Written problem
Copy every line of the material below word for word, in the same order.

[Start]

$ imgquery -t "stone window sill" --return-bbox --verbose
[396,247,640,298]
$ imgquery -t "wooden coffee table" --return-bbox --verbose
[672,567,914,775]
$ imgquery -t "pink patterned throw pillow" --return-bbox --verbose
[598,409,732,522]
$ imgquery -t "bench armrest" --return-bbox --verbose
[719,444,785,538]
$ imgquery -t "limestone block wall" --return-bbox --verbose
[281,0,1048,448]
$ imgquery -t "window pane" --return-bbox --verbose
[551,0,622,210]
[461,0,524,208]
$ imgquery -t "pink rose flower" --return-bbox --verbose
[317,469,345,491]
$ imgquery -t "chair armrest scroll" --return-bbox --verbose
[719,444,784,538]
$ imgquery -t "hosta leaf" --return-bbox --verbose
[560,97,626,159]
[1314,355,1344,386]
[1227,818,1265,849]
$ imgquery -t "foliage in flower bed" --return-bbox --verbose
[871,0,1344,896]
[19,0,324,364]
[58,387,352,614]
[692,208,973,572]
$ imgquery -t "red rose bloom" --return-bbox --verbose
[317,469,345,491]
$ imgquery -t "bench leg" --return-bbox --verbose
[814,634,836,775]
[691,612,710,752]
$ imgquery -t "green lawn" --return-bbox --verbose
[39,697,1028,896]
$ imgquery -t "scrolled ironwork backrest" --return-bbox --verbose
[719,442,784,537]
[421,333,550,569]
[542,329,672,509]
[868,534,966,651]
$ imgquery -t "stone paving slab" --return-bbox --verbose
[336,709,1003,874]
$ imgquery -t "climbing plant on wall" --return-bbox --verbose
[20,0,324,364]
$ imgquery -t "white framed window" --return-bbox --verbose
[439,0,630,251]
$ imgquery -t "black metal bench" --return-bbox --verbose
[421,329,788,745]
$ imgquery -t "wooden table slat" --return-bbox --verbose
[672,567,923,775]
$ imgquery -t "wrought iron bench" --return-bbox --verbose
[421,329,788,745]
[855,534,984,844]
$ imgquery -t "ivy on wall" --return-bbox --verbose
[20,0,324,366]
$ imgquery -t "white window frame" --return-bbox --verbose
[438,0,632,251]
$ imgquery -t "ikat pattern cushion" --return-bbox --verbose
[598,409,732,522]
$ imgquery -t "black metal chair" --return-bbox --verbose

[End]

Result below
$ imgquery -t "stone window sill" --return-bbox --verbose
[396,247,640,298]
$ imgquery -t "wooden coffee table" --return-bbox --verbose
[672,567,914,775]
$ imgquery -t "pink patterned throw pillow" --return-bbox --verbose
[598,409,732,522]
$ imgquery -t "bench armrest" --return-bbox --verbose
[719,444,785,538]
$ imgquery -t "limestone block wall" --return-bbox --verbose
[281,0,1048,448]
$ imgquery -t "window pane" --return-bbox --verbose
[551,0,622,210]
[461,0,524,208]
$ imgquery -t "pink rose flower" --return-bbox --verbose
[317,469,345,491]
$ imgquery -t "chair armrest scroll" --return-bbox --verbose
[719,444,784,538]
$ imgquery -t "hosta leaf" --return-bbox --verbose
[560,97,626,159]
[1314,355,1344,386]
[1227,818,1265,849]
$ imgquery -t "foliage in flower bed" --return-bbox --verbose
[871,0,1344,896]
[19,0,324,364]
[58,387,352,614]
[692,208,973,572]
$ imgquery -t "red rose bloom" --return-bbox --verbose
[317,469,345,491]
$ imgquery -t "bench leg" --return-bbox --verbose
[814,634,836,775]
[691,612,710,752]
$ imgquery -t "green lawn" --return-bbox --verbose
[39,697,1028,896]
$ imgquery -t "scrolled ironwork backrest" --return-bbox --verbose
[719,442,784,537]
[421,333,550,569]
[542,329,672,509]
[868,534,966,651]
$ imgquery -t "stone paving slab" --return-bbox --verbose
[336,709,1003,874]
$ imgquery -t "climbing plant on wall" --return-bbox --verbose
[20,0,324,364]
$ imgquery -t "white framed window" --return-bbox --verbose
[439,0,630,251]
$ imgquery -t "black metal bench" --return-bbox --verbose
[421,329,788,745]
$ imgquery -t "wooden table slat" --return-bbox --verbose
[672,567,923,775]
$ imgquery -t "wrought iron bench" --return-bbox --verbose
[421,329,788,745]
[855,534,984,844]
$ imgquery -t "ivy on wall" --return-bbox --verbose
[20,0,324,366]
$ imgquery -t "white window frame" --return-bbox --verbose
[438,0,632,251]
$ imgquery -t "ikat pattern cushion" --return-bbox --verbose
[598,409,732,522]
$ imgquery -t "black metal chair" --return-bbox --verbose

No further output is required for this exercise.